WORK INSTRUCTIONS: Write out word for word the passage from the Josef Matyáš Trenkwald biography below, beginning at "For five years, from" and stopping after "the Vienna Academy.".

EXTRACTED TEXT:
Josef Matyáš Trenkwald (13 March 1824, Prague — 28 July 1897 Perchtoldsdorf) was a Czech/Austrian painter, best known for his religious and historical paintings. He is also known as "Josef Mathias von Trenkwald" and "Joseph Matthias Trenkwald".

Biography 
His father was a tax commissioner. He studied art with Christian Ruben at the Academy of Fine Arts, Prague from 1841 to 1851,  where he began painting scenes from Czech history, especially the era of the Hussite wars. In 1852, he moved to the Vienna Academy of Fine Arts and illustrated the Book of Songs by Heinrich Heine.

For five years, from 1856 to 1861, he lived in Rome on a scholarship. In 1865, he was appointed Director of the Academy in Prague and held that position until 1872, when he became a Professor at the Vienna Academy.

RECORDS PROVIDED:
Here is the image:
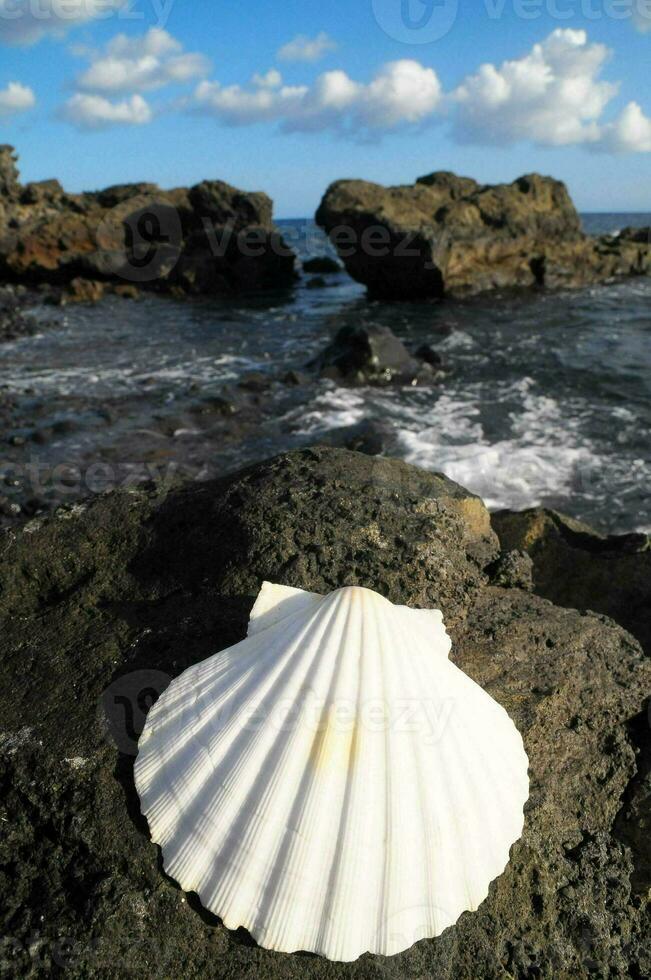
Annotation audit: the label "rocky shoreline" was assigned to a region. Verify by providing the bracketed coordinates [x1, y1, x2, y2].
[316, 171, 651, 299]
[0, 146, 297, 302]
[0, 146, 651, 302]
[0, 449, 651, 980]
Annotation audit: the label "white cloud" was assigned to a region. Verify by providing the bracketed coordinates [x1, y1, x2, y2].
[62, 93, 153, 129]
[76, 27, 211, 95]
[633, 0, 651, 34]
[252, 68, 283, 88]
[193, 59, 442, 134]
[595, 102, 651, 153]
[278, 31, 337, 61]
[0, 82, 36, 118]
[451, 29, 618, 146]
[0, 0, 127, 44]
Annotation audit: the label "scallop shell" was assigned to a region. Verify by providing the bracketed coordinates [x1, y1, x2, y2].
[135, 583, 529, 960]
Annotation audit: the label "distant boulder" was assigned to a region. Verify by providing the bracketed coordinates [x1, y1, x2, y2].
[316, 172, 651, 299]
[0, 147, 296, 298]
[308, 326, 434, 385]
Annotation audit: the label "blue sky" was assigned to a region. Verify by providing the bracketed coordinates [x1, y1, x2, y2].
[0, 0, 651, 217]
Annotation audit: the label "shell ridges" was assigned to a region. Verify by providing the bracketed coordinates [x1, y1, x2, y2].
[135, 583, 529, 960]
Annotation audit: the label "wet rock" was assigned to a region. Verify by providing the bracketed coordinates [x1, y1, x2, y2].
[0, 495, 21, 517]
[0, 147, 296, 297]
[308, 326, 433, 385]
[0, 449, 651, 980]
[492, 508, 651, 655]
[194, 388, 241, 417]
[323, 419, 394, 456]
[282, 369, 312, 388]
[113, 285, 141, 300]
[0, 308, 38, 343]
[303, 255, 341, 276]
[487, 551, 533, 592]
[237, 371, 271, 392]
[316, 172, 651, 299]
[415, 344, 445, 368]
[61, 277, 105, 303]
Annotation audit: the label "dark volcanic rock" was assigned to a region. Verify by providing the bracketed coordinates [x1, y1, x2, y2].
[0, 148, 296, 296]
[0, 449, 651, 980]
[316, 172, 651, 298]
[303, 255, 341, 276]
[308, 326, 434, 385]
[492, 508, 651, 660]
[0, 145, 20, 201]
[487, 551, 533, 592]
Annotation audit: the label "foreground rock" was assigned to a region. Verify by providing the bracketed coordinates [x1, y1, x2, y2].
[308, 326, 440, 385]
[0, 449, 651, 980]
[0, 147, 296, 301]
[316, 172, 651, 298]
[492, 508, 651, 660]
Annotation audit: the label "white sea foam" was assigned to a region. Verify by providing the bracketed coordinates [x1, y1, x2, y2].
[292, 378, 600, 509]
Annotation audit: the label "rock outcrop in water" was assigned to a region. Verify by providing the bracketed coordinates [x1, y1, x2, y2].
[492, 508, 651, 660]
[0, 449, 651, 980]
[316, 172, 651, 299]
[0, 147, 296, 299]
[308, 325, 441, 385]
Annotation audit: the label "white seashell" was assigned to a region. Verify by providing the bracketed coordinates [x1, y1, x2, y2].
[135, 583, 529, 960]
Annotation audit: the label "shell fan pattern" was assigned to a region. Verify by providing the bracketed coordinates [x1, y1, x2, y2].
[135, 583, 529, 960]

OUTPUT OF THE TASK:
For five years, from 1856 to 1861, he lived in Rome on a scholarship. In 1865, he was appointed Director of the Academy in Prague and held that position until 1872, when he became a Professor at the Vienna Academy.